Reproduce the data without any changes, from its first line through the line holding "72 101 89 117", inclusive.
______________________________
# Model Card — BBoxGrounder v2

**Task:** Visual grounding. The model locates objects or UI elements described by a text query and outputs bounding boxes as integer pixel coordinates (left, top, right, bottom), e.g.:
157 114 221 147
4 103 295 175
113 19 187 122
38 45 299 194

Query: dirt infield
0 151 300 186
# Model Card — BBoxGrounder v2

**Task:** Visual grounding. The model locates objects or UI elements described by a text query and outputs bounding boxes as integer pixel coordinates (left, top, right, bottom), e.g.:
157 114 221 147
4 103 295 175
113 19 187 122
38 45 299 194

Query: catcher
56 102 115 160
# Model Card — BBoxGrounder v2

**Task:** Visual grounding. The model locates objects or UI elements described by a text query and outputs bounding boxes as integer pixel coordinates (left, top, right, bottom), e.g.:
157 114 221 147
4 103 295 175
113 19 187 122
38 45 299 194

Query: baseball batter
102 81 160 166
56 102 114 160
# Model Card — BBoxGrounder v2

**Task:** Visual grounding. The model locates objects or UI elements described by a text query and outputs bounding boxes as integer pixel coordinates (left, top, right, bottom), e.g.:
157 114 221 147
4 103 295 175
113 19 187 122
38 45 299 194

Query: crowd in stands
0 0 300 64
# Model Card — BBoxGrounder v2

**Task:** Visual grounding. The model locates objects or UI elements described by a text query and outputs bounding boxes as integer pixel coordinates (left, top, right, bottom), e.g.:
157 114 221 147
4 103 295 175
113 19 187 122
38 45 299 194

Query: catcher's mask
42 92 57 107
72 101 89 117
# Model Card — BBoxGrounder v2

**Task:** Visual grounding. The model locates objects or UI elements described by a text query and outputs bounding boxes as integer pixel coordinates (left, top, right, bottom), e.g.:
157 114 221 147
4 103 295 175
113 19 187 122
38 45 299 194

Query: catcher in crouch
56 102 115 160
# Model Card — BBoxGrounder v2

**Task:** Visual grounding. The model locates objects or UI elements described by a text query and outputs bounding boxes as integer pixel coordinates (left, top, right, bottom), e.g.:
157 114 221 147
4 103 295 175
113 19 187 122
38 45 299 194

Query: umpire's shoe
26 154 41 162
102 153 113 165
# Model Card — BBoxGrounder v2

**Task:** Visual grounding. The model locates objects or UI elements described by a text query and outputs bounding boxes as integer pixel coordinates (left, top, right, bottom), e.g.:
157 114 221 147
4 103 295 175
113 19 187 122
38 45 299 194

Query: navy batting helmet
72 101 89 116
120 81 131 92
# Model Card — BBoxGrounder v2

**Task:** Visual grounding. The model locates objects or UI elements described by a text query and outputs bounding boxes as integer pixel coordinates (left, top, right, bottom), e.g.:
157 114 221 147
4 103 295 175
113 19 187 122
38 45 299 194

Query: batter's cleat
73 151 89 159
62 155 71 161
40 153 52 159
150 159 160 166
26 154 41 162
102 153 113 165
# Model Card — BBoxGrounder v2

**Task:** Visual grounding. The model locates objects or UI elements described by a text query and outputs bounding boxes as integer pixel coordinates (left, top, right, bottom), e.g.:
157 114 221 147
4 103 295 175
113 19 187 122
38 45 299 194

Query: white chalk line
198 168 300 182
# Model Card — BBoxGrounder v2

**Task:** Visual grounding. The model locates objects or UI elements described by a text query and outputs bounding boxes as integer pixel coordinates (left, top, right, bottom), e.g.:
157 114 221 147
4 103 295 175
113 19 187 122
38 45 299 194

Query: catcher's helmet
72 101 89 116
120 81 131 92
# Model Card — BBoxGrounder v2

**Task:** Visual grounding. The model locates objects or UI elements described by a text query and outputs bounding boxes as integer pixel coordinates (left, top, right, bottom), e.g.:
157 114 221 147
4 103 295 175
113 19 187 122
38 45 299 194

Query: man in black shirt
______________________________
• [FULL SOLUTION]
# Model Card — BBoxGrounder v2

**Task:** Visual grounding. The model locates objects or UI elements described by a text query and outputs bounding boxes as integer pixel coordinates (left, top, right, bottom), e.g.:
157 114 221 147
4 103 295 175
113 19 187 122
38 45 299 194

Query: dirt infield
0 151 300 186
# Model Card — BBoxGrounder v2

**Task:** Visual grounding. The model locates objects or UI elements described by a text query and outputs bounding boxes as integer pixel coordinates (left, top, right, bottom), e.g.:
157 114 221 147
4 103 295 175
113 19 187 122
38 45 299 194

Query: catcher
56 102 115 160
# Model Card — BBoxGrounder v2

**Task:** Visual grounding. The model locates objects or UI elements described by a text query and outputs bounding boxes as integer pixel coordinates (left, top, right, bottom), e.g.:
157 114 221 147
4 103 295 175
113 19 187 122
38 45 299 194

Query: baseball batter
102 81 160 166
56 102 114 160
# Model Card — BBoxGrounder v2

**Task:** Visual grounding. The model locates objects or UI elements described by a text query and outputs bounding boxes as integer pixel coordinates (left, top, right, bottom), e.g.:
157 114 221 147
4 103 295 175
113 19 187 122
38 45 299 194

Query: crowd in stands
0 0 300 64
# Model Card — BBoxGrounder v2

**Task:** Visual grounding. The model locates objects or UI elements described by a text query and outputs bounding boxes as integer pixel coordinates (left, top, right, bottom), e.g.:
157 114 221 147
4 103 295 175
113 19 187 122
38 45 299 194

Query: catcher's mask
42 92 57 107
72 101 89 117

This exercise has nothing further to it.